Source material:
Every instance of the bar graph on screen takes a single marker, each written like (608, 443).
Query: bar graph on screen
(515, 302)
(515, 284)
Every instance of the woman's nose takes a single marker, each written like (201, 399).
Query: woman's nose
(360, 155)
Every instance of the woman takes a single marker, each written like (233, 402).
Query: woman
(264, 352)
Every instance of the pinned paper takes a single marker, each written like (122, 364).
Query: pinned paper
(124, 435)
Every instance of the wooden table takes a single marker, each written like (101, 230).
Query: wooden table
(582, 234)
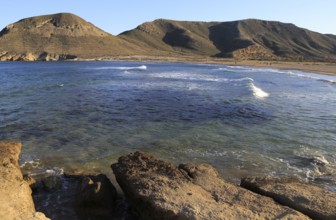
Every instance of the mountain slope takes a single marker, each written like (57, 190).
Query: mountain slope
(246, 39)
(66, 36)
(61, 34)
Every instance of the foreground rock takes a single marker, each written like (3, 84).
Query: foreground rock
(95, 195)
(308, 199)
(15, 194)
(160, 190)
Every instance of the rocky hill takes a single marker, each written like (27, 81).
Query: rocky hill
(59, 36)
(67, 36)
(245, 39)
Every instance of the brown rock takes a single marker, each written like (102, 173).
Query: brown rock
(95, 195)
(15, 201)
(311, 200)
(52, 183)
(160, 190)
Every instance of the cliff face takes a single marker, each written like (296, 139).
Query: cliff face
(245, 39)
(60, 35)
(66, 36)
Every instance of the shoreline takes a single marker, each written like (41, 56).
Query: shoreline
(152, 188)
(311, 67)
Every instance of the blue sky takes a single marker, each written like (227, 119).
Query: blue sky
(117, 16)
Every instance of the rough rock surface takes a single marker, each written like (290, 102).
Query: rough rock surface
(95, 194)
(311, 200)
(160, 190)
(15, 194)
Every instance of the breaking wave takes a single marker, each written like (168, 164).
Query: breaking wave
(142, 67)
(258, 92)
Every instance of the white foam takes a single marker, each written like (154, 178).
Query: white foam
(258, 92)
(196, 77)
(142, 67)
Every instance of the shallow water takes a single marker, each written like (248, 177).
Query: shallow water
(243, 120)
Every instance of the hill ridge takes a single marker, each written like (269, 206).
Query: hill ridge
(68, 35)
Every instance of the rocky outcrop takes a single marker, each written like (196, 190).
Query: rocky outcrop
(306, 198)
(96, 195)
(161, 190)
(10, 56)
(15, 201)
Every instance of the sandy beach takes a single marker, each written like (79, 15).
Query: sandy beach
(314, 67)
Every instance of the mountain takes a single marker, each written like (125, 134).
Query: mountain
(59, 36)
(67, 36)
(244, 39)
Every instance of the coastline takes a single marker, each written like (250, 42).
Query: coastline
(324, 68)
(155, 189)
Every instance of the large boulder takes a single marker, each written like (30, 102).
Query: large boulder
(311, 200)
(161, 190)
(15, 194)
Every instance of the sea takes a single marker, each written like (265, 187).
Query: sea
(245, 121)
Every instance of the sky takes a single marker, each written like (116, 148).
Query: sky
(116, 16)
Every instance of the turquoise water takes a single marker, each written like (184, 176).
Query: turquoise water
(243, 120)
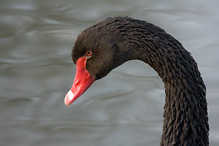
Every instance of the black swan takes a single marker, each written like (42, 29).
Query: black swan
(109, 43)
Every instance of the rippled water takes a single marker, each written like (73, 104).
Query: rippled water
(124, 108)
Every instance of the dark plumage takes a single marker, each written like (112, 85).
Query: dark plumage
(116, 40)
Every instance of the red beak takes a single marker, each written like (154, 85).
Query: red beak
(82, 81)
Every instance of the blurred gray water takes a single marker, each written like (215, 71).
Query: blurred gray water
(124, 108)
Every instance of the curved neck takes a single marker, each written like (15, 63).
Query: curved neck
(185, 110)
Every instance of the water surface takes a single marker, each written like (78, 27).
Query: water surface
(124, 108)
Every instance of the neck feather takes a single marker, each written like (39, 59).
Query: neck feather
(185, 110)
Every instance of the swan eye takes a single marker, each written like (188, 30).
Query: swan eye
(88, 54)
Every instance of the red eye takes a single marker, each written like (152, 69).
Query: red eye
(88, 53)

Stated task:
Pictures in the data above should not be copied; transcribe everything else exactly.

Response:
Every instance of the bar graph on screen takes a single marker, each written like (608, 443).
Query: bar graph on screen
(515, 302)
(515, 284)
Every instance of the woman's nose takes a single marker, each written like (201, 399).
Query: woman's nose
(360, 155)
Every instance of the woman takes a single marker, each written like (233, 402).
Query: woman
(264, 352)
Every instance of the pinned paper takes a single marker, each written like (122, 364).
Query: pinned paper
(124, 435)
Every instance of the wooden table takes a single marker, each written like (101, 230).
Query: wooden table
(582, 234)
Every instance of the mountain slope takes a single marker, each written like (57, 190).
Query: mountain slope
(246, 39)
(66, 36)
(61, 34)
Every instance of the foreground rock takes a single marker, each written like (3, 84).
Query: foreground rock
(95, 195)
(308, 199)
(15, 194)
(160, 190)
Every instance of the rocky hill takes a single marker, each written like (27, 81).
Query: rocky hill
(59, 36)
(67, 36)
(245, 39)
Every instance of the brown rock takes a single marker, each written like (102, 173).
Query: brown rock
(95, 195)
(15, 201)
(311, 200)
(52, 183)
(160, 190)
Every instance of the cliff face takes a single marker, each written like (296, 139).
Query: cliff face
(245, 39)
(60, 35)
(66, 36)
Every instance of the shoreline takes a single marker, each written like (41, 56).
Query: shoreline
(152, 188)
(311, 67)
Every instance of the blue sky takes a single marker, each written like (227, 119).
Query: blue sky
(117, 16)
Every instance of the rough rock surface takes a single marker, each written like (290, 102).
Query: rough rock surface
(95, 194)
(311, 200)
(160, 190)
(15, 194)
Every instance of the breaking wave takes a single marker, each written like (168, 164).
Query: breaking wave
(142, 67)
(258, 92)
Every instance of the white foam takes a single marker, each written like (154, 178).
Query: white foam
(258, 92)
(196, 77)
(142, 67)
Every instance of the shallow water takes a single marker, each written like (248, 177).
Query: shallow water
(243, 120)
Every instance of the hill ridge takes a single marker, each written like (269, 206).
Query: hill ridge
(68, 35)
Every instance of the rocky outcrop takes a single marker, each written like (196, 190).
Query: rocky outcrop
(306, 198)
(96, 195)
(161, 190)
(10, 56)
(15, 201)
Every instance of the sandy beach takes a single marker, each written like (79, 15).
Query: sandy beach
(314, 67)
Every instance of the mountain takes a single marker, each written like (125, 134).
Query: mountain
(59, 36)
(67, 36)
(244, 39)
Every instance of the coastline takes a single marker, each written like (250, 42).
Query: coastline
(324, 68)
(155, 189)
Every instance of the large boulder takes a single marker, each written like (30, 102).
Query: large boulder
(311, 200)
(161, 190)
(15, 194)
Every instance of the sea takes a single marker, each written like (265, 187).
Query: sea
(245, 121)
Every instance of the sky takes a single marker, each written like (116, 148).
Query: sky
(116, 16)
Every instance of the turquoise water takes a single marker, each written like (184, 176).
Query: turquoise water
(243, 120)
Every instance of the black swan takes a single marker, each written like (42, 29).
Query: black swan
(109, 43)
Every instance of the rippled water takes a single marker, each written like (73, 104).
Query: rippled water
(124, 108)
Every instance of the dark plumage takes a single marker, each written like (112, 85).
Query: dark plumage
(116, 40)
Every instance of the red beak takes a single marker, each written like (154, 85).
Query: red beak
(82, 81)
Every instance of the blurred gray water takes a single marker, each written like (215, 71).
Query: blurred gray water
(124, 108)
Every instance of the curved neck takes a single marker, each written like (15, 63).
Query: curved neck
(185, 110)
Every instance of the water surface takes a single marker, each written like (78, 27).
Query: water surface
(124, 108)
Every instance of the neck feather takes a single marker, each written like (39, 59).
Query: neck feather
(185, 110)
Every instance of the swan eye takes a single marker, each written like (188, 30).
Query: swan eye
(88, 54)
Every instance of the red eye takes a single marker, each written like (152, 69).
Query: red eye
(88, 53)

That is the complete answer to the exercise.